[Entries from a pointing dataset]
────────────────────

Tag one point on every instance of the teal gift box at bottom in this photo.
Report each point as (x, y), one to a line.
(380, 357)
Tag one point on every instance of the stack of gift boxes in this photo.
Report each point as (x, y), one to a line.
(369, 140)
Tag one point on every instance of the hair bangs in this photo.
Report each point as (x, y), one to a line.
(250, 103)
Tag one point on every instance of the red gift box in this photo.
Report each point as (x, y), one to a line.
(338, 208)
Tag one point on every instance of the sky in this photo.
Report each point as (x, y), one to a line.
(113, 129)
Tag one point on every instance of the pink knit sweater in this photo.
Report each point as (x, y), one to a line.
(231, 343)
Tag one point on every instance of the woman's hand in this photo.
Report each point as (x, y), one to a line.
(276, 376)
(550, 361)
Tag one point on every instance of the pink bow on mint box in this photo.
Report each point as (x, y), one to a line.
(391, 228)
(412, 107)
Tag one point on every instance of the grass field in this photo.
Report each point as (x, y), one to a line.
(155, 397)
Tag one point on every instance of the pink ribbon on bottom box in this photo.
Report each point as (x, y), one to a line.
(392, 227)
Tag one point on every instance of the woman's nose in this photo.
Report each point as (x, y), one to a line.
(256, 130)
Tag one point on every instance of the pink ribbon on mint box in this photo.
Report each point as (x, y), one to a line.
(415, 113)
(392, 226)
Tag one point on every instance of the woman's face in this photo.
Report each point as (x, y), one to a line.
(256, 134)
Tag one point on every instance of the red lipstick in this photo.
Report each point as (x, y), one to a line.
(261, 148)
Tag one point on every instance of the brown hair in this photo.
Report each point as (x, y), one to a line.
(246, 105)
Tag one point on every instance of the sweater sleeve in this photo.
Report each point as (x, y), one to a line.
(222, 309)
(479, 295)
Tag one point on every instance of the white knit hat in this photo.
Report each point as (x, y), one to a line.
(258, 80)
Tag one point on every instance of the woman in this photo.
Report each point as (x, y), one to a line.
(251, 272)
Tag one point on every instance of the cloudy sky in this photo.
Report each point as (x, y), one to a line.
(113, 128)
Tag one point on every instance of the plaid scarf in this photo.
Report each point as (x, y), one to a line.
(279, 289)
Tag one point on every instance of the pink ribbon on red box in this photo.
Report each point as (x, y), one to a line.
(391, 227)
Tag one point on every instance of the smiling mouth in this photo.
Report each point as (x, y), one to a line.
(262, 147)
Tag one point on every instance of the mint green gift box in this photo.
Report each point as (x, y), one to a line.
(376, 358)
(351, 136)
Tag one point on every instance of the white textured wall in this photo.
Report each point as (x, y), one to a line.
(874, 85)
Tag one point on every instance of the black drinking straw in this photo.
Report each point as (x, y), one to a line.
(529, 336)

────────────────────

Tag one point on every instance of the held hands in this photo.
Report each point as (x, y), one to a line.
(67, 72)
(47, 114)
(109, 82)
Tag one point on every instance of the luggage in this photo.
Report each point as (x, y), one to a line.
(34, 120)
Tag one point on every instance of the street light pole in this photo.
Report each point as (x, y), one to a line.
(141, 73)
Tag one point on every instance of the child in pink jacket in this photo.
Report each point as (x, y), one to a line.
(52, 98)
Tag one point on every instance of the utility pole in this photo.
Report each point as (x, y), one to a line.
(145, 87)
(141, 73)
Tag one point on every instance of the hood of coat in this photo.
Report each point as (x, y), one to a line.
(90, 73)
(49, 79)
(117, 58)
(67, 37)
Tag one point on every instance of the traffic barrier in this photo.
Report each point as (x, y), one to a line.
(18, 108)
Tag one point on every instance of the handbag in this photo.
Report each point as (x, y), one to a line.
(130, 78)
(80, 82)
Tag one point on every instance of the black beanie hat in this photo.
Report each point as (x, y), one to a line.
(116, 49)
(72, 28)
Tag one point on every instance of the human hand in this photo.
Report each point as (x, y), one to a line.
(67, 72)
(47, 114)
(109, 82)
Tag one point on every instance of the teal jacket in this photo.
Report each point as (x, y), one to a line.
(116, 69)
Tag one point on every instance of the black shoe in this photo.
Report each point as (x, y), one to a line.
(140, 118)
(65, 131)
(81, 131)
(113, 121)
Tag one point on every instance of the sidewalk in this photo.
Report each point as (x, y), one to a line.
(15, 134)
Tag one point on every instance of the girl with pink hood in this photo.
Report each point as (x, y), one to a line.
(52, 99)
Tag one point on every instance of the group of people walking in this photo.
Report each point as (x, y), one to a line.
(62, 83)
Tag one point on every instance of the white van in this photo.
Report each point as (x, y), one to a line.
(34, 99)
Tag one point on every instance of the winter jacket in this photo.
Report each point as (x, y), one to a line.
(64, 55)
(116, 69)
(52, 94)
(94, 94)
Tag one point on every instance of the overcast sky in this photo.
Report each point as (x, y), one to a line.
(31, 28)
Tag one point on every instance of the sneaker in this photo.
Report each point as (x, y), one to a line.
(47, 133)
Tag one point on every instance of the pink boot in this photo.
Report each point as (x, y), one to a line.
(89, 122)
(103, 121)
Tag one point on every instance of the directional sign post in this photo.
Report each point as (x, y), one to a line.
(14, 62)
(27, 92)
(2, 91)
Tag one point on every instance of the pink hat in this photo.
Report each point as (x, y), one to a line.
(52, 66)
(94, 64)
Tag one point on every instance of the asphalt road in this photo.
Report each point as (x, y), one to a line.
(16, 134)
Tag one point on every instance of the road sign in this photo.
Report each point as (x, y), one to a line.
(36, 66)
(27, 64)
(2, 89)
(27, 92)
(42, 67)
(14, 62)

────────────────────

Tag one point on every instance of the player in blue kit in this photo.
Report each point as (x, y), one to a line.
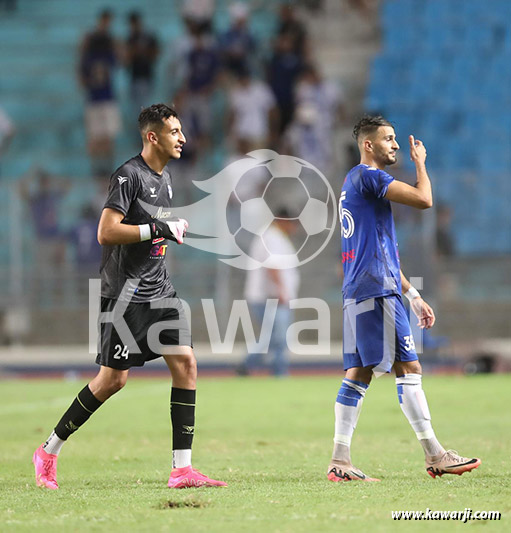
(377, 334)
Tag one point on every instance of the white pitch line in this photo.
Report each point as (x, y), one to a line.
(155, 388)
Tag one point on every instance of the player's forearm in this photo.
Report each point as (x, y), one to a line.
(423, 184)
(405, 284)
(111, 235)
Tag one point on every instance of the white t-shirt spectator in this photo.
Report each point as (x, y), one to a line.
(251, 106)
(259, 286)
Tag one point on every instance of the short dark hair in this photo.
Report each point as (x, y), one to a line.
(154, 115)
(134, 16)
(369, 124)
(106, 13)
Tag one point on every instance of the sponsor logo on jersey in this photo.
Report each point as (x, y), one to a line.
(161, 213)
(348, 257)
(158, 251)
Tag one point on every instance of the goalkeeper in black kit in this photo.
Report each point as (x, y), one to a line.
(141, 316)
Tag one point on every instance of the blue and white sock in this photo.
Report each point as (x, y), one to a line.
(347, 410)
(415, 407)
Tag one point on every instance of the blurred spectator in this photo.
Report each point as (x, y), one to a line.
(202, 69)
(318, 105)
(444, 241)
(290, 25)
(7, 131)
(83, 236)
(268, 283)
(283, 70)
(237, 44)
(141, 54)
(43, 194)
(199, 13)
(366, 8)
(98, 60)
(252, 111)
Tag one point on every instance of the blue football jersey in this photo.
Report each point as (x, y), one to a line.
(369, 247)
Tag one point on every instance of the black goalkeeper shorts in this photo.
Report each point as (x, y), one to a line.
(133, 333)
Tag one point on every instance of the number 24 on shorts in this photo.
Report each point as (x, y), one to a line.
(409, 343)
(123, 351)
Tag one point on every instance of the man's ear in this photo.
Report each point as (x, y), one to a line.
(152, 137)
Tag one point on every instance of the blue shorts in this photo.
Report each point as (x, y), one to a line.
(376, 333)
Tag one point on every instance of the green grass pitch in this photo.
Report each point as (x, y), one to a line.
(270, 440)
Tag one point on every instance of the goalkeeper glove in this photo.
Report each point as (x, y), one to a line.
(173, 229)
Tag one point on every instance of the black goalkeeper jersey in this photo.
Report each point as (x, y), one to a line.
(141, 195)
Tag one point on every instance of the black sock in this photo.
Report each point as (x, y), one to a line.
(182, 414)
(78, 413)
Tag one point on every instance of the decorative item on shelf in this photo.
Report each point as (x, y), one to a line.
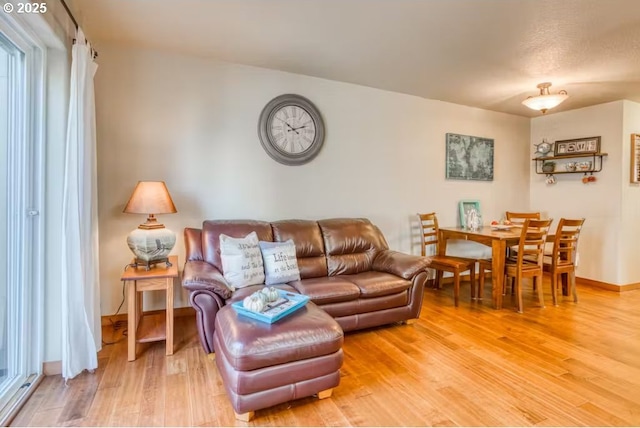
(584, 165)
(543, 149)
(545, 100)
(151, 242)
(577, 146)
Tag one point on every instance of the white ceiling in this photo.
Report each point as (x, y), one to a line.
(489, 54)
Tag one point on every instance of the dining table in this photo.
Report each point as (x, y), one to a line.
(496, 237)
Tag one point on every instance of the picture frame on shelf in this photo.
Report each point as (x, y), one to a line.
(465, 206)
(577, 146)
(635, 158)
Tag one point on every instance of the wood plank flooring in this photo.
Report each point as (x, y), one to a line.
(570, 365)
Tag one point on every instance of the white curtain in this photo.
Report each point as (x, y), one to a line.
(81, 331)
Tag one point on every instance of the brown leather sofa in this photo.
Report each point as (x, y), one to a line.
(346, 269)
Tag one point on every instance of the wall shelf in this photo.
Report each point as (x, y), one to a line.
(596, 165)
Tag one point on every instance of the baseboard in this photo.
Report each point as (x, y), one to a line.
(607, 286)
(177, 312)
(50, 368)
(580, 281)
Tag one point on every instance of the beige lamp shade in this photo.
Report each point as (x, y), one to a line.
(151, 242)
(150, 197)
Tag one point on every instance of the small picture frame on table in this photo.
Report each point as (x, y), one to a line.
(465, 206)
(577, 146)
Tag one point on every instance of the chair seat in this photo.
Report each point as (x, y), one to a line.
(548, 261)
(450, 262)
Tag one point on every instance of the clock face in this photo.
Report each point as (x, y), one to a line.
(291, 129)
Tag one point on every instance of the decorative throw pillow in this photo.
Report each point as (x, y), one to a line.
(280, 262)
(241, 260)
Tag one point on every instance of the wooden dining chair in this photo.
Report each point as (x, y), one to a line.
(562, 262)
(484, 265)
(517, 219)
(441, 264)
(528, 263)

────────────────────

* [Your goal] Return every line of the entries above that contains the word "ribbon", treating uppercase and lowercase letters as different.

* [Complete response]
Tag one point on every instance of the pink ribbon on bottom box in this photo.
Tag one point on every instance of the pink ribbon on mint box in this photo.
Tag one point on every instance of the pink ribbon on red box in this photo.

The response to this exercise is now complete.